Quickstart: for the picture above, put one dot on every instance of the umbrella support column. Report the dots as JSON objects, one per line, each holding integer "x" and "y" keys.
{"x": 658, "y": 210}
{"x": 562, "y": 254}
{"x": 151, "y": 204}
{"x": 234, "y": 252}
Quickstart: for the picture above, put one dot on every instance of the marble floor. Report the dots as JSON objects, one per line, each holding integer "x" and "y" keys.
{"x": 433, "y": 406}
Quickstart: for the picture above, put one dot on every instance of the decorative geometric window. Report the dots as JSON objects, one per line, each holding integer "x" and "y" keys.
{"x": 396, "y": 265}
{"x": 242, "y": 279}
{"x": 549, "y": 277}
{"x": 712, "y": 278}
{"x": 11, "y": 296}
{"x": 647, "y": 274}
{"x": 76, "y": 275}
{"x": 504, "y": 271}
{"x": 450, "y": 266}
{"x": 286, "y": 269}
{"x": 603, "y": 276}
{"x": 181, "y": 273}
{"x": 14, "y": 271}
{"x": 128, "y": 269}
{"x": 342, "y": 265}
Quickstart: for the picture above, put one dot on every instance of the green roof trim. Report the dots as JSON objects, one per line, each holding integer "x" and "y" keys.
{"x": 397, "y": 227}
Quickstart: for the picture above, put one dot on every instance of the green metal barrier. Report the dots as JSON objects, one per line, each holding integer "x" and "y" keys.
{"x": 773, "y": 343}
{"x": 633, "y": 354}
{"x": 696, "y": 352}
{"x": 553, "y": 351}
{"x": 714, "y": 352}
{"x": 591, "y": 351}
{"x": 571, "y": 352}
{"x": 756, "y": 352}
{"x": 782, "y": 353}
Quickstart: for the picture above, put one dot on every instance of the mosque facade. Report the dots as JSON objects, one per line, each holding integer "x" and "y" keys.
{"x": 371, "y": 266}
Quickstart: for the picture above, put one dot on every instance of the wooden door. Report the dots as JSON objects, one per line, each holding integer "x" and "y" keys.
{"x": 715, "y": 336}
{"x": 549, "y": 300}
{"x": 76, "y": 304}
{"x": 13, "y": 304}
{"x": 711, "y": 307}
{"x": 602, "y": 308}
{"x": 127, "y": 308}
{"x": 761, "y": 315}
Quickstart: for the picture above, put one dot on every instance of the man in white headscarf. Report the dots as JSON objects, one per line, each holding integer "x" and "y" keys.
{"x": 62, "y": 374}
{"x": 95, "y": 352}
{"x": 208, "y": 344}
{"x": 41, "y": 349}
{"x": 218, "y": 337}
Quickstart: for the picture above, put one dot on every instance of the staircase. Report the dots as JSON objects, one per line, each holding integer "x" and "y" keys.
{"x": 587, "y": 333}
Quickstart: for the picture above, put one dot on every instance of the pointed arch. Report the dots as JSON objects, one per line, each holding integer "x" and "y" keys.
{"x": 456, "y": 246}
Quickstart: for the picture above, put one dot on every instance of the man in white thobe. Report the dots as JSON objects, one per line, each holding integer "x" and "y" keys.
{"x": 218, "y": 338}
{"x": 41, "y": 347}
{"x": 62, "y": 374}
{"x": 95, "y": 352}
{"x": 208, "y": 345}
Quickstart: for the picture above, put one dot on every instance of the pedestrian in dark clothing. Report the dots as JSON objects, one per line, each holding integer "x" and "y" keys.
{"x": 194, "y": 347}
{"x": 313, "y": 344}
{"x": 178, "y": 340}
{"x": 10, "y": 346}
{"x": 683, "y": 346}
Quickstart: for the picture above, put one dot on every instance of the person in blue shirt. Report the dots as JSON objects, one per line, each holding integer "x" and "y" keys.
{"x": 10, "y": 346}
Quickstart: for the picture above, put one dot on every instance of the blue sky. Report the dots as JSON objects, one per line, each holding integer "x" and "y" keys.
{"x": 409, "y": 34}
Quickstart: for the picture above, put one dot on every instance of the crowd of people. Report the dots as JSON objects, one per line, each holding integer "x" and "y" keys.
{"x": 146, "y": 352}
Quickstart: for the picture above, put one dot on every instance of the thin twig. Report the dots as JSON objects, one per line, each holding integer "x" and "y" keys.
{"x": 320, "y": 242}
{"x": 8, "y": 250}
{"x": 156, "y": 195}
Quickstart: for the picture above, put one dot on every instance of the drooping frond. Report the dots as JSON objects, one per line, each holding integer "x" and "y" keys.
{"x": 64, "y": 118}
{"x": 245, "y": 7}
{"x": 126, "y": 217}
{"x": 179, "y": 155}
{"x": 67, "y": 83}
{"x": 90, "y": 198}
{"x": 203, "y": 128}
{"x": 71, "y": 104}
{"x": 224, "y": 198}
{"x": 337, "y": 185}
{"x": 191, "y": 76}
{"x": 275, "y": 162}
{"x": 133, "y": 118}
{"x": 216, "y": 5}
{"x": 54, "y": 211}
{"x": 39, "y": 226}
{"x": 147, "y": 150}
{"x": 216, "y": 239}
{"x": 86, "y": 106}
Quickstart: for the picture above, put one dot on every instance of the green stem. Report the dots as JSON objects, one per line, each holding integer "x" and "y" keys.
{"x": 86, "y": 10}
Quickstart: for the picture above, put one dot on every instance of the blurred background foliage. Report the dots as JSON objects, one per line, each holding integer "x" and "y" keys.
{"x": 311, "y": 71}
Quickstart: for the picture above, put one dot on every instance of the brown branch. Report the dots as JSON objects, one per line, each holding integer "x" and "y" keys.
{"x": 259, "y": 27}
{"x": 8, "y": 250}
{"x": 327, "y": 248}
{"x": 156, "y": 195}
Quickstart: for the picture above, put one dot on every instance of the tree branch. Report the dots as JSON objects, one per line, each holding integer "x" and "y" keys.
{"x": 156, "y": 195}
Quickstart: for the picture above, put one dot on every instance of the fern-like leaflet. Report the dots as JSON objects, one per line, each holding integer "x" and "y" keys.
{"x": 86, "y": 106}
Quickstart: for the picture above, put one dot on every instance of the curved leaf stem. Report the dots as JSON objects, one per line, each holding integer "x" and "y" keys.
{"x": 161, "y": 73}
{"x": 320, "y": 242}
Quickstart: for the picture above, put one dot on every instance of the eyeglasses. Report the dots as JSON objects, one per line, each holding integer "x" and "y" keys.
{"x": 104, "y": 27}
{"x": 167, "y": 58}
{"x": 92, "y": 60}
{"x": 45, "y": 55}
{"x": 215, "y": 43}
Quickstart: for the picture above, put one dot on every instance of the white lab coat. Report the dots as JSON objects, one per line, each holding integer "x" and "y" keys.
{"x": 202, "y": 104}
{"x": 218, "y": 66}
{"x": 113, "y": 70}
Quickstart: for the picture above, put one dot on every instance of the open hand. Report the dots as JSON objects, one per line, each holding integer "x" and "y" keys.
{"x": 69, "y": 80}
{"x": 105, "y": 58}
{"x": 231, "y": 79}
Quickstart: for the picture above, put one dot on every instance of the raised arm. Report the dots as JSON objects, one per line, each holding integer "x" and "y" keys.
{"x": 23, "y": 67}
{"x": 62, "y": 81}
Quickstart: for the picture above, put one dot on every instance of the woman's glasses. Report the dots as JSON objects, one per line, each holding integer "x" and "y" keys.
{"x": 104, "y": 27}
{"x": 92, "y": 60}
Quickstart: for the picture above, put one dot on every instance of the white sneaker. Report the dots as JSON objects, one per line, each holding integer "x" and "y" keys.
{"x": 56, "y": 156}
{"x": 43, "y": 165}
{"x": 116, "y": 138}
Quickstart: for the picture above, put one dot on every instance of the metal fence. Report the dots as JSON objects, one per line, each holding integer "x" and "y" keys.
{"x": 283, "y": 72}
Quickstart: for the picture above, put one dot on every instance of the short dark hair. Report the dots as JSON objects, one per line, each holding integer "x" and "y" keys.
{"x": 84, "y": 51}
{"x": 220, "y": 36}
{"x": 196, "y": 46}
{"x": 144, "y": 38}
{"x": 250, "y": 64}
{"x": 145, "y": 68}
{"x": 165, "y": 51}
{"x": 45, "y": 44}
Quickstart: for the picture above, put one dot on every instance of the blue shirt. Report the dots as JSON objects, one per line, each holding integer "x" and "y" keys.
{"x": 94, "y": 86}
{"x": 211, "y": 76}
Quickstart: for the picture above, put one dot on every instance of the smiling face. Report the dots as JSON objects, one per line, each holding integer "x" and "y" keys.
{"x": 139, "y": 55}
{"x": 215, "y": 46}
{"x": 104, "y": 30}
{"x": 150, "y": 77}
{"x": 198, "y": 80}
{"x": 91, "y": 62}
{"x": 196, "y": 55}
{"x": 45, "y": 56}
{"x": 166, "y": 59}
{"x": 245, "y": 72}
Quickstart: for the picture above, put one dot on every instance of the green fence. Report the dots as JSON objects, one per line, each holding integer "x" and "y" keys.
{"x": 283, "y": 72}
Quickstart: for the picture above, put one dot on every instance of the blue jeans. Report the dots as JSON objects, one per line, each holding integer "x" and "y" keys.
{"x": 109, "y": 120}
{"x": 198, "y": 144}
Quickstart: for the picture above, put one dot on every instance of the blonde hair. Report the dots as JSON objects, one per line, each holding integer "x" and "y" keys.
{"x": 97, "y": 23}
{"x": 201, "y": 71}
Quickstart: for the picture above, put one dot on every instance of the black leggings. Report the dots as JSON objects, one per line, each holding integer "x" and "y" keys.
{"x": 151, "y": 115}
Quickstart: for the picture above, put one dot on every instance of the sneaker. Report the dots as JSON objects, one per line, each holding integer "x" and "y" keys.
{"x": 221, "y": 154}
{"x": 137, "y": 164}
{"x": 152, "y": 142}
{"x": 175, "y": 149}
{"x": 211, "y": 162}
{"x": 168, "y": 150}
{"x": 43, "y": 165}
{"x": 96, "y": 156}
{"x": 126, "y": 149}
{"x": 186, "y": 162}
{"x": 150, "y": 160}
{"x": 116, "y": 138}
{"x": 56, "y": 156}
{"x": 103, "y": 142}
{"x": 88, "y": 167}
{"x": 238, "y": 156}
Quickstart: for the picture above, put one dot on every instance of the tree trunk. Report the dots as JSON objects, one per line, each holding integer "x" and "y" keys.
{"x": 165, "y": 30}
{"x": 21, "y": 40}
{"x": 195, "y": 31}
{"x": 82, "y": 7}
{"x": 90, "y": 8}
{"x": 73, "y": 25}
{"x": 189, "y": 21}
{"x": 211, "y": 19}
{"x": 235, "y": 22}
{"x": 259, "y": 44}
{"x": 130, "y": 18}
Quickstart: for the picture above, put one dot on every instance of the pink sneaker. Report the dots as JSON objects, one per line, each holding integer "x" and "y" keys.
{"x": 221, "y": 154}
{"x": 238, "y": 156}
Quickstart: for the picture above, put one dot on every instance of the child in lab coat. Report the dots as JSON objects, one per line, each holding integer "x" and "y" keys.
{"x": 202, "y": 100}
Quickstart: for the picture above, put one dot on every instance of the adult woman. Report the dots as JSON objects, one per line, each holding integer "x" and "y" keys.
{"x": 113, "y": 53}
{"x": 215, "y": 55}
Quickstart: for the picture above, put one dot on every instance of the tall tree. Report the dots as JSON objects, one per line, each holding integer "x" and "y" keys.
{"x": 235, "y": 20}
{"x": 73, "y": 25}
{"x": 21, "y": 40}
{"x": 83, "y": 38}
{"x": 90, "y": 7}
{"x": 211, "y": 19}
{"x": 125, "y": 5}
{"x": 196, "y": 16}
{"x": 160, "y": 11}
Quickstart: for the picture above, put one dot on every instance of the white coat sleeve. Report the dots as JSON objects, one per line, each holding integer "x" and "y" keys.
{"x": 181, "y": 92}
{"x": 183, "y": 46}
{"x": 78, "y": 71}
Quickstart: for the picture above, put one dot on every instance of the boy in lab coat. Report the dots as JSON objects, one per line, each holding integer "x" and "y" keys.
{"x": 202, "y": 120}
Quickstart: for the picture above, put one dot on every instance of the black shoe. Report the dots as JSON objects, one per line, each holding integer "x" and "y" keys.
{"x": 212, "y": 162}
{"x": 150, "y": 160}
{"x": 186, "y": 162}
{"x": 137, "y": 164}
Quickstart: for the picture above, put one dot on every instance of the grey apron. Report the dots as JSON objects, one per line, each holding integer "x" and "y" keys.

———

- Given exercise
Write out the material word for word, starting at the line that contains "instance of the boy" and continuing through the final line, with both of those lines included.

- Exercise answer
Quickstart: for the picture above, put one dot on every instance of the boy in lab coat. Report the dots as JSON objects, one per line, each holding integer "x" and "y" keys.
{"x": 202, "y": 120}
Quickstart: for the picture above, put one dot on every instance of the black shoe. Report the dots as JSON objects, one per line, each holding integer "x" and "y" keys.
{"x": 212, "y": 162}
{"x": 150, "y": 160}
{"x": 186, "y": 162}
{"x": 137, "y": 164}
Quickstart: for the picture above, put one dot on every instance of the grey apron. Report the dots as JSON objects, one per line, each holding integer "x" and "y" keys.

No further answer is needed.